Required work
Set the data down again, exactly as it reads, but without the pictures.

====================

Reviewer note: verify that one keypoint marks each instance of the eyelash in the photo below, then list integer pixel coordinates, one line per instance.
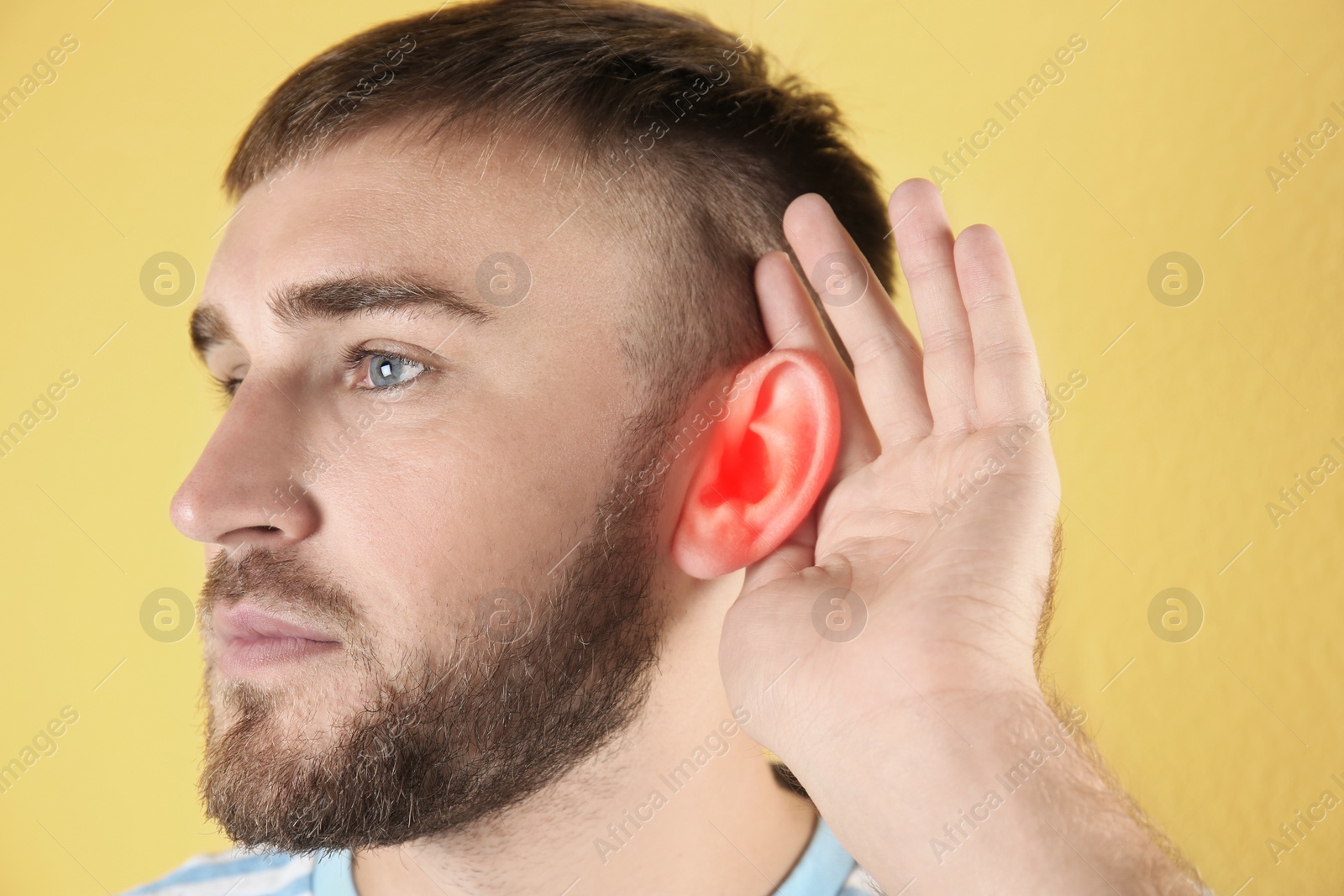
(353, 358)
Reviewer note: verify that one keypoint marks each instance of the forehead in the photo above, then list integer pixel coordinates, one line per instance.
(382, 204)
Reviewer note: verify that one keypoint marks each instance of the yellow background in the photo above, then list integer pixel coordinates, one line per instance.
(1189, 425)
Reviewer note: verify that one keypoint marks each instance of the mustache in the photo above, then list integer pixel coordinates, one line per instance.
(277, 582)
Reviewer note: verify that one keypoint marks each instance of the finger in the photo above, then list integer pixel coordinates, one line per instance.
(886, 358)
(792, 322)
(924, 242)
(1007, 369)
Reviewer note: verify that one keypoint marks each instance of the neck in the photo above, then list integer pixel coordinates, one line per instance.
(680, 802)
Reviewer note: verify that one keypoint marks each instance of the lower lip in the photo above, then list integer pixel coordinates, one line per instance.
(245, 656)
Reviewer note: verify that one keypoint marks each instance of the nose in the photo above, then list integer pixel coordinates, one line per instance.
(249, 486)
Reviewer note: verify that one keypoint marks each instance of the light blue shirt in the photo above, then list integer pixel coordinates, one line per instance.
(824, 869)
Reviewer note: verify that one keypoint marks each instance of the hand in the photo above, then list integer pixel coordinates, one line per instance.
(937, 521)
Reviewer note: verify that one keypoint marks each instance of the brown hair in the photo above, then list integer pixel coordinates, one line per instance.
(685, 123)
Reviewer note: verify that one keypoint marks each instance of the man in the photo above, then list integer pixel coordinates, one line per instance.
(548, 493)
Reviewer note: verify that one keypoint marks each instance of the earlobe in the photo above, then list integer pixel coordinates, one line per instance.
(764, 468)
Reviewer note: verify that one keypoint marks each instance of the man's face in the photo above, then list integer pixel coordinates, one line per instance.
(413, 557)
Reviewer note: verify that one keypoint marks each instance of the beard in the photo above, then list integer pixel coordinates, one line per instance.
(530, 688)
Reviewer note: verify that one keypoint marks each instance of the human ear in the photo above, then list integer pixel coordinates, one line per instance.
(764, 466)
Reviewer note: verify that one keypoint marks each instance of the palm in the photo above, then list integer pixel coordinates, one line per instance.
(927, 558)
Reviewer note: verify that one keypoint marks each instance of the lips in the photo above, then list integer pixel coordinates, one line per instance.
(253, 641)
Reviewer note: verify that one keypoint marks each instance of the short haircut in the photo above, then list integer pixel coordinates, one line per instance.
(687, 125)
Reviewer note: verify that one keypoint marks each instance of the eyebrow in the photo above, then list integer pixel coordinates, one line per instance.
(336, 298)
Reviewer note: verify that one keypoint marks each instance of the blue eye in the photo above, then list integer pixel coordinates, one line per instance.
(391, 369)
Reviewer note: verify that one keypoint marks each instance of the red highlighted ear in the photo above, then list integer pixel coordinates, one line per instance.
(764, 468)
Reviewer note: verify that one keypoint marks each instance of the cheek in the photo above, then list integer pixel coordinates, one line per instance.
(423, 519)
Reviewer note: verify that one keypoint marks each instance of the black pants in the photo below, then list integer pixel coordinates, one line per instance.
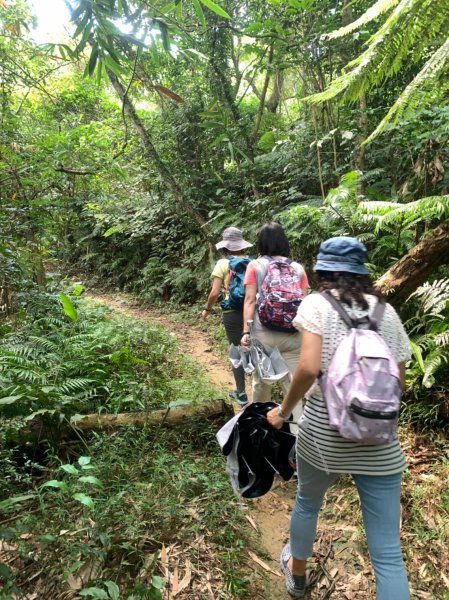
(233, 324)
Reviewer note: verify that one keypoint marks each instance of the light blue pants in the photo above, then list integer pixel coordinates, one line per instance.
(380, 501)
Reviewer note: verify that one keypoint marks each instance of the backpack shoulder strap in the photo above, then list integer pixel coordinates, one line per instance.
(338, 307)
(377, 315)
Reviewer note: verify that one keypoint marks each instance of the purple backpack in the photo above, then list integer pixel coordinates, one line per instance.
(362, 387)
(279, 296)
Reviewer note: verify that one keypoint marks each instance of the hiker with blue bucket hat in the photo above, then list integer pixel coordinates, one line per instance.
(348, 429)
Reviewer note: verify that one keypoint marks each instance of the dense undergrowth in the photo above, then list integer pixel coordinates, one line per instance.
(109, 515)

====================

Answer to the problem
Reviewer note: verify that one keypoint marks each instance of the eyelash in the photo below, then list integer pixel coordinates, one line per instance.
(353, 358)
Reviewer note: verify that one keypoint marks each instance of the forehead in the photo above, then list integer pixel coordinates, one line per instance.
(382, 204)
Reviewer note: verify that one keypoint marks each instance of the yellow background in the photo above, then list integer pixel coordinates, one line per instance.
(1189, 425)
Reviewer note: verify that one keypoint marks each instance of the mustache in the photo above, then list integer pixel coordinates, one line per instance.
(277, 582)
Reviewer note: verify that one keypoint marks each instance of the finger in the photo above, then list integer pixel coordinates, one line per instance.
(886, 358)
(792, 322)
(924, 242)
(1007, 369)
Reviewer note: verify that one keypoint marks each instance of the neck in the photo above, then list integer pixel coordinates, one line per instance.
(680, 802)
Reviewer note: verify that one keypoint marks each instance of the lower lip in the photo above, then list integer pixel coordinates, one line per instance.
(245, 656)
Reviewer note: verify that one keypoint marks each instance of the nose in the photo above, then list integer pixel coordinates, one line per instance.
(249, 486)
Reviewer note: verify that one keypoint marks each instance of the light blue shirt in the photo above, then list integer pixel coordinates, one line per instance.
(824, 869)
Reviewer note: verify that one keypoint marks each instance of the hand in the photo above, then list integer pixel coordinates, one line per instance.
(937, 521)
Reviewer note: verify that one keypoint marks each instance of the brown hair in the photo above, then list integer pixel coordinates, one line per instance.
(685, 123)
Reviewer note: verify that one keypoint marks each instance of the man in the photo above, then list integer pixel coordinates, one line per instance.
(548, 493)
Reviewer note: verify that one keypoint marks each instance of the earlobe in the photo above, then list integer pixel coordinates, one line per instance.
(764, 468)
Reviewer note: verify that one keypoint marks each instance of the man's face in the photo above, then list integer pixel coordinates, one line per instance.
(413, 557)
Reviewer note: verify that one keypoint marks each instance of the beard in the photo above, then list integer pixel coordinates, one line per instance.
(530, 688)
Reviewer note: verify that one keypoint marks each instance of the human ear in the photo above, then list integer pixel coordinates, one line per instance.
(764, 466)
Reviewer note: verify that one keypoint marks each instance of the palm in the photo above, then list integer pixel coordinates, one line per instance.
(927, 558)
Reviewer note: verify that one keypoint marks each instance of the lips in the photo above, then list integer pixel coordinates, one line per instance.
(253, 641)
Reviewer note: verify that one keypoint marks each instance of the short haircut in the photo above, then list integer pixel coordinates, one line per instance.
(687, 125)
Reviewer note: verify that one keypoint marks each instance of the eyebrow in the photo above, then list integer pixel coordinates, one line per instance.
(336, 298)
Reviewer note: verify that one keypoint marks each instance of the blue eye in the photo above, then list integer pixel coordinates, one line per instance.
(391, 369)
Reviewer note: verify that one keypoint marks each instance of the red highlighted ear in the photo above, then list integer pixel coordinates, one line per instance.
(764, 468)
Reviewer note: verify that one keypoint marks each instance of the cheek in the photo above, then list integer pixel coordinates, one line per instance.
(423, 519)
Reviewer note: verify that one keypoint marks each instance of the black pants in the photo below, then list integer pixel coordinates, one line per instance.
(233, 324)
Reviewer note: verify that one keypoint marks each instance of the light blue pants in the photo above, then list integer pixel coordinates, one line per instance.
(380, 501)
Reviewer note: verify that one keypoint marks each instance of the backpack shoulder strap in the photo above, then list integer pixel coordinates, one line per instance.
(338, 307)
(377, 315)
Reviewer note: verify that one keypoint marks each instance of the purple backpack in the photo above, then list integer pixel coordinates, one line per instance.
(362, 387)
(279, 296)
Reviewer note: verify that one keypoint marks each instance of the hiker with blue bucket hat in the photo above, then list integer pixel coordinates, one line per instance.
(348, 429)
Reviewer note: verify that one keypoint marks each instance of the dense undergrowth in the photo above, then list integer pixel coordinates, one line per instance.
(109, 515)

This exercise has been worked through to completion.